[Exercise material]

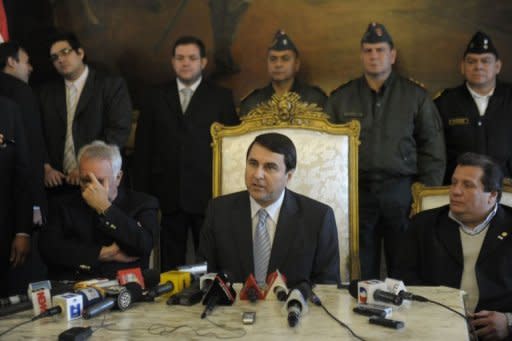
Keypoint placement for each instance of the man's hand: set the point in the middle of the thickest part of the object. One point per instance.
(20, 248)
(113, 253)
(490, 325)
(95, 195)
(73, 177)
(52, 177)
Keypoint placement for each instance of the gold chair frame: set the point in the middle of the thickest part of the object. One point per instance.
(288, 112)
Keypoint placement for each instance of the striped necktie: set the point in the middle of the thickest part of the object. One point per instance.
(261, 246)
(69, 161)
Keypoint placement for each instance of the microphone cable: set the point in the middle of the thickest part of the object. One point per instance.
(316, 301)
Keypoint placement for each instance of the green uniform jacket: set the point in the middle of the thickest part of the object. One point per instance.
(401, 131)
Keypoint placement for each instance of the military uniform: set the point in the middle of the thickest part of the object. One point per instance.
(307, 93)
(466, 131)
(401, 142)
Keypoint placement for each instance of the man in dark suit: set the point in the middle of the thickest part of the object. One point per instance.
(477, 115)
(16, 70)
(84, 106)
(103, 229)
(15, 195)
(467, 245)
(173, 158)
(283, 64)
(269, 227)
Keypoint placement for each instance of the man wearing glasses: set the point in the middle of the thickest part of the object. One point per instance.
(84, 106)
(103, 229)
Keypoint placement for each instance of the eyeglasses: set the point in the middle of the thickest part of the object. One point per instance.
(62, 53)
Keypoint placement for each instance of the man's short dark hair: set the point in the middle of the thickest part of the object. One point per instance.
(187, 40)
(9, 49)
(492, 179)
(280, 144)
(70, 37)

[/Exercise material]

* Work order
Write the records above out again exactly, but not the pictures.

* Solution below
Keypoint placement for each instance of the man's hand: set the point in the middle of the thickest part of the object. One point per instance.
(20, 248)
(113, 253)
(490, 325)
(95, 195)
(73, 177)
(52, 177)
Keypoint placement for each instance of the gold chair frame: set the point in the middle of the thickest part of the object. One point per instance.
(288, 112)
Keypoint placement for each instance of the striped necktie: set the point in the middle of the thickest part of the object. One point per instance.
(261, 246)
(69, 161)
Keypoint placement for each instance of the microphone cable: set the point in the middle of the thickest part of the object. One point per instance.
(316, 301)
Keypoint placement for each instance of the green uniform jacket: set the point in the middle of the thickest part of the object. One point per instance.
(401, 131)
Keypoint placement for each instance of the military uniform: set the point in the middle of the thickest part of the object. One point per instance.
(307, 93)
(466, 131)
(401, 142)
Keypoint placement for each instance of the man in dark suit: set the point in the middle of the thickest part of the object. One point per instance.
(477, 115)
(16, 70)
(84, 106)
(103, 229)
(15, 195)
(467, 245)
(173, 158)
(283, 64)
(269, 227)
Keypoint placement for each instance of the man wearing glasses: set the point in the middle of the thickest part of the object. One point per instance.
(84, 106)
(103, 229)
Keypoint placement for each instance of the eyeglasses: set the point in the middle of the thickest part of the object. One point per instance.
(62, 53)
Keypoint placement for each instance of the man's short dark hair: set the point in the middle of the thickest part of the object. One point per instance.
(187, 40)
(9, 49)
(492, 179)
(280, 144)
(70, 37)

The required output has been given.